Problem to work on:
From the entries below, copy exactly the lines from the one that contains "drop a point: the muddy brown water" through the one that contains "drop a point: the person wading in water", both included, and only those.

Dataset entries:
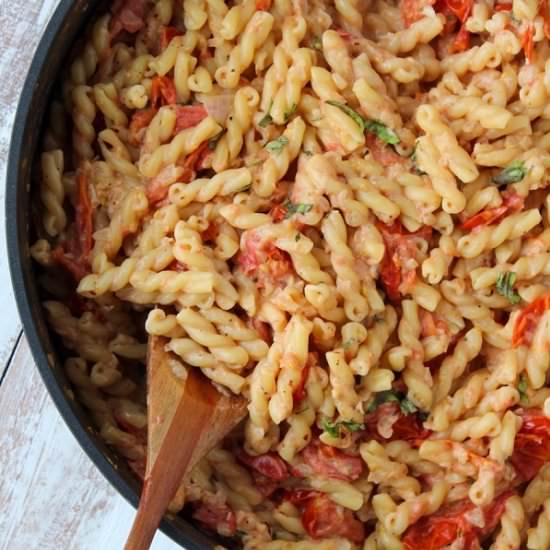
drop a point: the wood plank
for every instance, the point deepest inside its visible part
(52, 497)
(22, 22)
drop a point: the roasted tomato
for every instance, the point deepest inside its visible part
(270, 465)
(322, 518)
(532, 444)
(511, 203)
(528, 319)
(327, 461)
(451, 523)
(400, 251)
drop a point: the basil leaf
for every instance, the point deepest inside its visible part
(291, 111)
(386, 134)
(353, 426)
(276, 146)
(316, 43)
(382, 397)
(407, 406)
(298, 208)
(266, 120)
(505, 287)
(522, 389)
(354, 115)
(334, 429)
(511, 174)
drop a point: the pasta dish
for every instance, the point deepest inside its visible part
(337, 210)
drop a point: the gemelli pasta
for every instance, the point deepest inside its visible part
(337, 210)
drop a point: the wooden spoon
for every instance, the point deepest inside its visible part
(187, 417)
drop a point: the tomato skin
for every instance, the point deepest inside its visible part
(528, 319)
(188, 116)
(270, 465)
(331, 462)
(511, 203)
(323, 518)
(218, 517)
(399, 246)
(450, 522)
(141, 119)
(406, 427)
(532, 444)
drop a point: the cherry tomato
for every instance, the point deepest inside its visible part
(323, 518)
(528, 319)
(270, 465)
(406, 426)
(451, 522)
(532, 444)
(330, 462)
(188, 116)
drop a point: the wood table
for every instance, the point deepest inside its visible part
(51, 495)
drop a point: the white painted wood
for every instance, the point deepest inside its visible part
(51, 495)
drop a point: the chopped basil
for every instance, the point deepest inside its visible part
(387, 135)
(213, 142)
(334, 429)
(298, 208)
(316, 43)
(291, 111)
(382, 131)
(405, 404)
(505, 287)
(276, 146)
(382, 397)
(354, 115)
(511, 174)
(266, 120)
(522, 389)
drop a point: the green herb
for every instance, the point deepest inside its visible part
(511, 174)
(316, 43)
(266, 120)
(349, 343)
(407, 406)
(381, 398)
(213, 142)
(382, 131)
(353, 114)
(291, 111)
(522, 389)
(298, 208)
(505, 287)
(334, 429)
(386, 134)
(277, 145)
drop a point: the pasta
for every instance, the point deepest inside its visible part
(337, 210)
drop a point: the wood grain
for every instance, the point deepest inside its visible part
(52, 497)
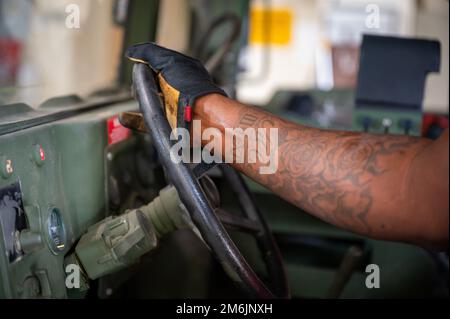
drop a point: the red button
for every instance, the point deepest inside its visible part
(188, 113)
(41, 153)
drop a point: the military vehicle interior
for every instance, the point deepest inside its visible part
(80, 188)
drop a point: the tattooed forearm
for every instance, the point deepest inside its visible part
(388, 187)
(330, 174)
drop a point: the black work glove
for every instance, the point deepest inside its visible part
(182, 80)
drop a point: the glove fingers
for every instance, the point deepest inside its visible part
(154, 55)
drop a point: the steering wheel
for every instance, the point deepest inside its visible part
(202, 213)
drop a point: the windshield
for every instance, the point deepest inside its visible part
(54, 48)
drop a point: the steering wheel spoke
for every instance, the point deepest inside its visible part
(208, 221)
(237, 222)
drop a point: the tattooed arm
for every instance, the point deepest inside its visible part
(383, 186)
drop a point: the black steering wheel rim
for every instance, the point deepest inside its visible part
(196, 202)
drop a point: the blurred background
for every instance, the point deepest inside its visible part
(296, 57)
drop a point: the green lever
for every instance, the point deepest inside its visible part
(118, 242)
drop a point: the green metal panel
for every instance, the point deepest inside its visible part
(71, 179)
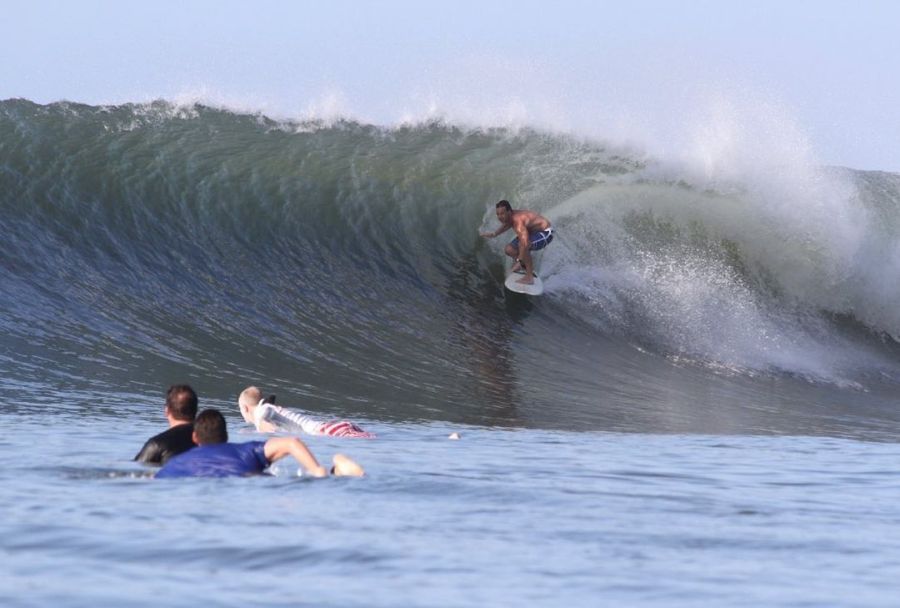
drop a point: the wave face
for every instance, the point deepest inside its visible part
(155, 242)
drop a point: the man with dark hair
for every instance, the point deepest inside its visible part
(533, 232)
(180, 410)
(215, 457)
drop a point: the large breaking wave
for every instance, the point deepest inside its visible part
(139, 239)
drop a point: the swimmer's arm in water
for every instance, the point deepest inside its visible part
(264, 426)
(279, 447)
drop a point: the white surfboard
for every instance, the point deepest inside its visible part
(535, 289)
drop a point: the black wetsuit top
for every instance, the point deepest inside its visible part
(160, 448)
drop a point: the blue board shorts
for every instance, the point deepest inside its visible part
(537, 240)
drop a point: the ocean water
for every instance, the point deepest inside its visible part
(701, 409)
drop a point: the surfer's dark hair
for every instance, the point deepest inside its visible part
(210, 427)
(181, 401)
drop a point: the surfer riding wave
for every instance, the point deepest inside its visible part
(533, 232)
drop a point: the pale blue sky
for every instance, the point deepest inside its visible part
(643, 72)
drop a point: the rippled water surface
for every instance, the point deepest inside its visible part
(499, 517)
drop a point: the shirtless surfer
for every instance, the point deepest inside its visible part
(533, 232)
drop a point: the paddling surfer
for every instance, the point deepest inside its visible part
(533, 232)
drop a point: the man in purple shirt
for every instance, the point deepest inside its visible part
(215, 457)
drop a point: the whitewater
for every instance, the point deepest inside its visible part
(717, 345)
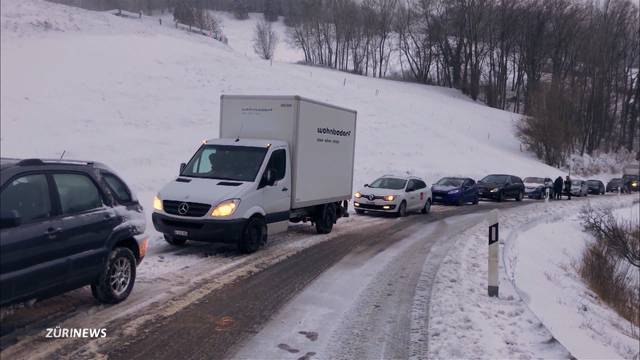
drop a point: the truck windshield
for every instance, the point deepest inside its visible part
(389, 183)
(238, 163)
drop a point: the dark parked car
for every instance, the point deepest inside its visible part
(536, 188)
(614, 185)
(453, 190)
(500, 187)
(596, 187)
(65, 225)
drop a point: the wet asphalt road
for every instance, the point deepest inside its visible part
(214, 326)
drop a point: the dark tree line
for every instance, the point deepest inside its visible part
(570, 66)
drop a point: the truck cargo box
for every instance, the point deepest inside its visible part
(321, 140)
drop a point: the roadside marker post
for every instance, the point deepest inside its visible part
(494, 248)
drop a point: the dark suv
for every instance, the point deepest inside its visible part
(64, 225)
(499, 187)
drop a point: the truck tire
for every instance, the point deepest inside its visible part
(254, 235)
(325, 219)
(117, 278)
(175, 241)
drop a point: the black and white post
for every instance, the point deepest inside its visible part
(494, 248)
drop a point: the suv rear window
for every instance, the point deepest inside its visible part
(77, 193)
(28, 197)
(118, 188)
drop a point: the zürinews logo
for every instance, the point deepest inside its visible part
(328, 131)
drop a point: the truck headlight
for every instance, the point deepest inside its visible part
(157, 203)
(225, 208)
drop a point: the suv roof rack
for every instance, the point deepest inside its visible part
(36, 162)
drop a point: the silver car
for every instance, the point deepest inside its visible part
(579, 188)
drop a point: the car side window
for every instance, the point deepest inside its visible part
(118, 188)
(278, 164)
(77, 193)
(27, 197)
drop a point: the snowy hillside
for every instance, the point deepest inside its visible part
(141, 97)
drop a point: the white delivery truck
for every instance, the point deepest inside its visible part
(278, 159)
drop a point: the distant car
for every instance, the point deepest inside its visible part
(65, 225)
(394, 194)
(596, 187)
(455, 190)
(500, 187)
(614, 185)
(579, 188)
(536, 187)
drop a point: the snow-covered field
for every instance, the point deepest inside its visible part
(141, 97)
(537, 256)
(546, 272)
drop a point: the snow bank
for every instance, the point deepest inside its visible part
(465, 323)
(141, 97)
(546, 272)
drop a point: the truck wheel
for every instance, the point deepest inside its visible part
(520, 196)
(254, 235)
(402, 210)
(325, 219)
(117, 278)
(427, 207)
(175, 241)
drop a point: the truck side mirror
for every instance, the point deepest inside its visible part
(9, 219)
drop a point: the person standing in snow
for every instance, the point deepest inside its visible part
(557, 188)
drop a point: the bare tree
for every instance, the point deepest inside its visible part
(265, 40)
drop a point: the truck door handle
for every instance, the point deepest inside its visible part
(53, 232)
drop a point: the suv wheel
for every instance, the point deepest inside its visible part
(402, 210)
(427, 207)
(117, 278)
(325, 219)
(175, 241)
(254, 235)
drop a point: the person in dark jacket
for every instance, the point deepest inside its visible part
(557, 188)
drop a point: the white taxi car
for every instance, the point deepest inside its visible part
(394, 194)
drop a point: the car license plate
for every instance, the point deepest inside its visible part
(180, 233)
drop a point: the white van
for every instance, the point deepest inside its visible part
(278, 159)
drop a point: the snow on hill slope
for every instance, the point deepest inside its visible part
(141, 97)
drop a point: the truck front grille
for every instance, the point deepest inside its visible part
(193, 209)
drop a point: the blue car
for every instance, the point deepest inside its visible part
(454, 190)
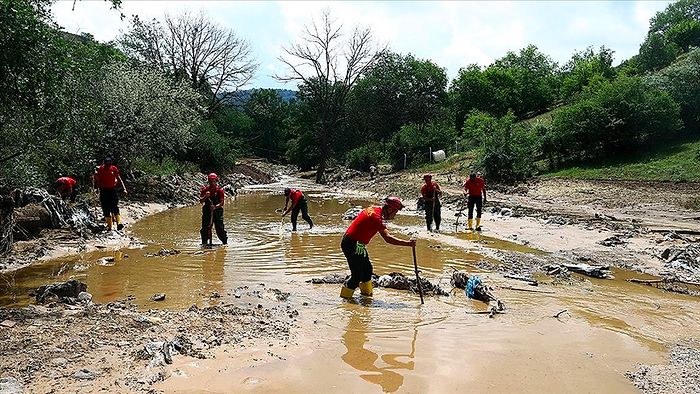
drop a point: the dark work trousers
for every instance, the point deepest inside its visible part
(302, 206)
(218, 217)
(474, 200)
(358, 261)
(433, 213)
(109, 200)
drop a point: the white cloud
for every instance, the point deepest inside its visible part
(452, 34)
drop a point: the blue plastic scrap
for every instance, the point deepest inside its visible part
(473, 282)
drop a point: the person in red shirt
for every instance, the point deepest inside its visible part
(431, 195)
(106, 179)
(65, 187)
(212, 198)
(299, 203)
(368, 223)
(474, 187)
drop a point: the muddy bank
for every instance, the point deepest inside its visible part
(632, 225)
(117, 347)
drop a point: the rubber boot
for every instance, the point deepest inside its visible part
(346, 292)
(366, 288)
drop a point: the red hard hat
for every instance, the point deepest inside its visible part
(394, 202)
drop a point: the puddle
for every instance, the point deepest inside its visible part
(389, 343)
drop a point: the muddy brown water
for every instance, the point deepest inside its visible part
(389, 343)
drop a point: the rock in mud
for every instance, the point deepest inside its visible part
(600, 272)
(612, 241)
(66, 292)
(163, 252)
(158, 297)
(685, 259)
(10, 385)
(84, 374)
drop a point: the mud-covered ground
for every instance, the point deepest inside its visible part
(118, 348)
(646, 227)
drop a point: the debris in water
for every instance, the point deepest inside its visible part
(66, 292)
(600, 272)
(163, 252)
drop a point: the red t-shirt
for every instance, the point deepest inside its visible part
(216, 193)
(295, 196)
(428, 190)
(106, 176)
(474, 187)
(66, 183)
(368, 223)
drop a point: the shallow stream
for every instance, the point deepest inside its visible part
(389, 343)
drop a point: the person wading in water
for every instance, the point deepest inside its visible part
(212, 196)
(106, 179)
(431, 195)
(474, 187)
(299, 203)
(368, 223)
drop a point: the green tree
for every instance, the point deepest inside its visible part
(211, 58)
(655, 53)
(615, 118)
(680, 80)
(327, 67)
(583, 67)
(268, 113)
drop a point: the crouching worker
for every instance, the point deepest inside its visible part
(106, 180)
(65, 187)
(212, 196)
(368, 223)
(299, 203)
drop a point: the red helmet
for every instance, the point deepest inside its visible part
(394, 202)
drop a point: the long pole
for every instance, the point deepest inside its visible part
(415, 266)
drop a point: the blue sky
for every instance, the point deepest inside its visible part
(452, 34)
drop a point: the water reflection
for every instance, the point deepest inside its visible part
(360, 357)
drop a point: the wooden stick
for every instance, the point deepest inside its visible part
(528, 290)
(415, 266)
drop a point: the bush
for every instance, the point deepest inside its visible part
(166, 166)
(362, 157)
(211, 150)
(416, 142)
(507, 150)
(615, 117)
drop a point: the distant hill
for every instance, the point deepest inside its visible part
(241, 97)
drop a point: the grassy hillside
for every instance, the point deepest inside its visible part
(678, 162)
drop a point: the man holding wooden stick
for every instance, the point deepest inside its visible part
(368, 223)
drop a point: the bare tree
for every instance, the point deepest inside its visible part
(326, 66)
(211, 58)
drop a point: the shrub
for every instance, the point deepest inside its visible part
(613, 118)
(507, 151)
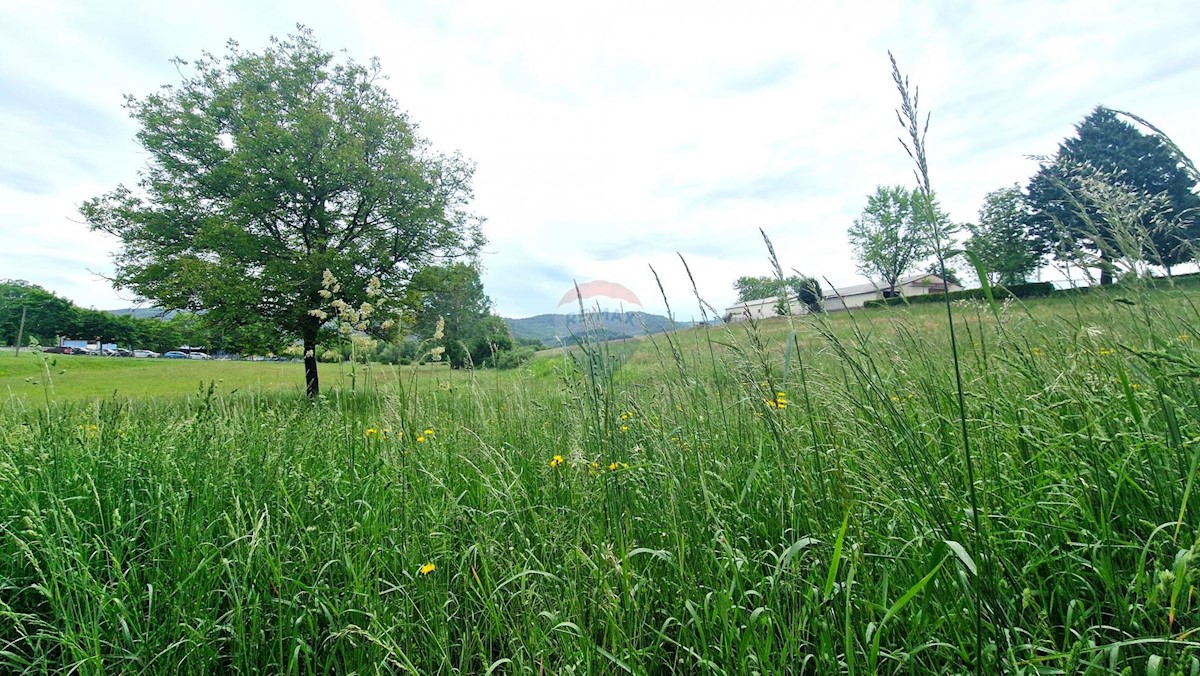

Answer box:
drop a point: the muddy brown water
for every instance, the point deepest inside its visible part
(389, 343)
drop a point: the rock in mud
for every instance, the point deepest inside its visible part
(600, 272)
(612, 241)
(66, 292)
(163, 252)
(158, 297)
(685, 259)
(10, 385)
(84, 374)
drop a point: the mud-covered ground
for every instance, the point deepest inside its visible part
(118, 348)
(646, 227)
drop a point: the debris in water
for every instance, the point deepest inside its visible part
(66, 292)
(600, 272)
(163, 252)
drop a point: the red t-shirt
for every instance, the point deepest inside its visible part
(216, 193)
(295, 196)
(428, 190)
(106, 176)
(474, 187)
(66, 183)
(368, 223)
drop a point: the shallow stream
for every instance, the point deepest inside its visible part
(389, 343)
drop a point: the person wading in water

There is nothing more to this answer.